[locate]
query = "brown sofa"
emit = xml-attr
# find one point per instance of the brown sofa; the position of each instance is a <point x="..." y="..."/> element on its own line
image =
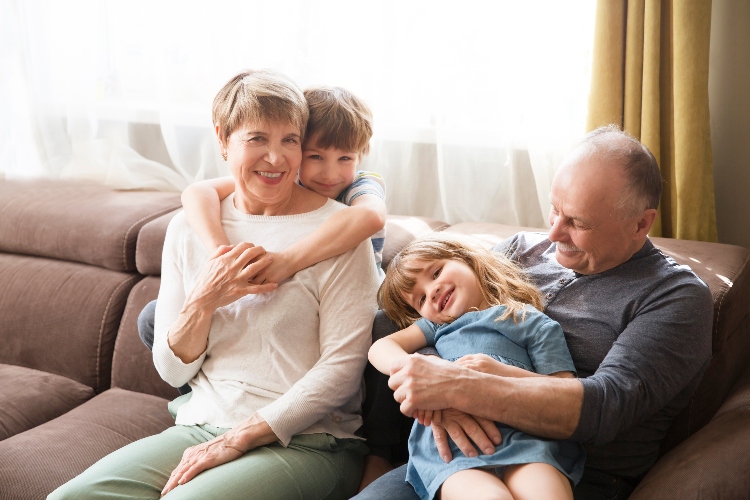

Given task |
Identify every line in the listing above that contains the string "sofa", and copy each of those lines verbatim.

Result |
query = "brown sofa"
# find one point per instance of the brown sofa; the position of each instance is a <point x="..." y="..."/> element on its own line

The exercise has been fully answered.